CatBoost Enables Fast Gradient Boosting on Decision Trees Using GPUs

Machine Learning techniques are widely used today for many different tasks. Different types of data require different methods. Yandex relies on Gradient Boosting to power many of our market-leading products and services including search, music streaming, ride-hailing, self-driving cars, weather prediction, machine translation, and our intelligent assistant among others.

Gradient boosting on decision trees is a form of machine learning that works by progressively training more complex models to maximize the accuracy of predictions. Gradient boosting is particularly useful for predictive models that analyze ordered (continuous) data and categorical data. Credit score prediction which contains numerical features (age and salary) and categorical features (occupation) is one such example.

Gradient boosting benefits from training on huge datasets. In addition, the technique is efficiently accelerated using GPUs. A large part of the production models at Yandex are trained on GPUs so we wanted to share more insights on our expertise in this area.

Let’s look more closely at our GPU implementation for a gradient boosting library, using CatBoost as the example. CatBoost is our own open-source gradient boosting library that we introduced last year under the Apache 2 license. CatBoost yields state-of-the-art results on a wide range of datasets, including but not limited to datasets with categorical features.

Gradient Boosting on Decision Trees

We’ll begin with a short introduction to Gradient Boosting on Decision Trees (GBDT). Gradient boosting is one of the most efficient ways to build ensemble models. The combination of gradient boosting with decision trees provides state-of-the-art results in many applications with structured data.

Let’s first discuss the boosting approach to learning.

Developers use these techniques to build ensemble models in an iterative way. On the first iteration, the algorithm learns the first tree to reduce the training error, shown on left-hand image in figure 1. This model usually has a significant error; it’s not a good idea to build very big trees in boosting since they overfit the data.

+ + +

COMPLETE THE FOLLOWING |
1. Answer from the CatBoost article:
(a) Under what license was CatBoost introduced?
(b) In the credit score prediction example, which feature is categorical?
(c) Why does the article say it is not a good idea to build very big trees in boosting?
2. Reproduce everything in the CatBoost article from "Machine Learning techniques" down to "one such example.", word for word.

+ + +

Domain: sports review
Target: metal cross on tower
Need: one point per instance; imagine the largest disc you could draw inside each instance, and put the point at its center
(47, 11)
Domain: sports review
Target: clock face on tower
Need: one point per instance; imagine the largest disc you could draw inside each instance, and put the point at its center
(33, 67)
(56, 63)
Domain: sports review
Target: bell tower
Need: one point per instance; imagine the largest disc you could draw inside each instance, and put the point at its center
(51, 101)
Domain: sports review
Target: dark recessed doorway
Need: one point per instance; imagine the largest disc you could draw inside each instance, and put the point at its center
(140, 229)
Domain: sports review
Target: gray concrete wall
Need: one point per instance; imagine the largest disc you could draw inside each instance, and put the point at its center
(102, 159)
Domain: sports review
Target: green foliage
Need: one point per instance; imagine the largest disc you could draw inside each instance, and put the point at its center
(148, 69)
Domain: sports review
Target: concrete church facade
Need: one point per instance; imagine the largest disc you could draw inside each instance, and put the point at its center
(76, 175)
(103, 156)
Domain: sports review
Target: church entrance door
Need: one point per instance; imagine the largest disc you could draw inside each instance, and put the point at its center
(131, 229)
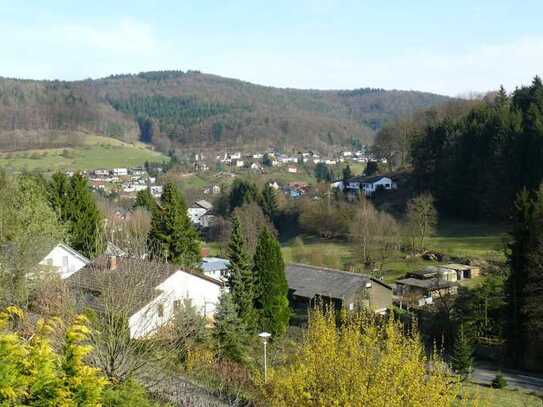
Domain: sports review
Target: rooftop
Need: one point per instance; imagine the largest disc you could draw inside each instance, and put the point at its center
(429, 283)
(310, 281)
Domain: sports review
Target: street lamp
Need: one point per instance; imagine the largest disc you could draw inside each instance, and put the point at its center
(265, 336)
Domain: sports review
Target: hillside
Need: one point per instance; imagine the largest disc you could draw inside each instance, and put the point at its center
(174, 108)
(92, 152)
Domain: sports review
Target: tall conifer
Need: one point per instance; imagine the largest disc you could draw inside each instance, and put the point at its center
(172, 237)
(271, 288)
(83, 219)
(240, 276)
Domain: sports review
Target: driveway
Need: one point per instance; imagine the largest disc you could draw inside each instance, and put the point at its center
(531, 382)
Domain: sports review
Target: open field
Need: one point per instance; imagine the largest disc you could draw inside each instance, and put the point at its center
(473, 394)
(453, 238)
(465, 239)
(96, 152)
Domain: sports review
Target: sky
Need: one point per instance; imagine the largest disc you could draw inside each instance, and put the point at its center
(447, 47)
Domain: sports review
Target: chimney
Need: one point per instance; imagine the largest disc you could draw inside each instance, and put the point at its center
(112, 262)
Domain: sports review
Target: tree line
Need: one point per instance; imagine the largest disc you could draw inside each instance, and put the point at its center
(476, 163)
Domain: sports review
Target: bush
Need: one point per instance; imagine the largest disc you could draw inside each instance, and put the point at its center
(361, 362)
(499, 381)
(127, 394)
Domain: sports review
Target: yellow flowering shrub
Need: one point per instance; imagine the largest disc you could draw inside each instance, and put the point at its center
(33, 373)
(361, 362)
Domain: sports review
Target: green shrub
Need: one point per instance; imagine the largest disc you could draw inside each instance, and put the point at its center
(127, 394)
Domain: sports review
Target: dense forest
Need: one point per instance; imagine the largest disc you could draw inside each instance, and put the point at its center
(174, 108)
(476, 162)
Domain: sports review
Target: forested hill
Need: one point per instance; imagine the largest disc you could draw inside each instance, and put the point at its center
(174, 108)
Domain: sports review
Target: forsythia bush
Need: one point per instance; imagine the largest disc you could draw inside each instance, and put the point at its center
(33, 373)
(360, 363)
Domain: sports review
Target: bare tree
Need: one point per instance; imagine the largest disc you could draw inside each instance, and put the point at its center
(112, 292)
(421, 220)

+ + +

TASK-BY-TASK RESULTS |
1.
(a) The Apache 2 license.
(b) Occupation.
(c) Because very big trees overfit the data.

2.
Machine Learning techniques are widely used today for many different tasks. Different types of data require different methods. Yandex relies on Gradient Boosting to power many of our market-leading products and services including search, music streaming, ride-hailing, self-driving cars, weather prediction, machine translation, and our intelligent assistant among others.

Gradient boosting on decision trees is a form of machine learning that works by progressively training more complex models to maximize the accuracy of predictions. Gradient boosting is particularly useful for predictive models that analyze ordered (continuous) data and categorical data. Credit score prediction which contains numerical features (age and salary) and categorical features (occupation) is one such example.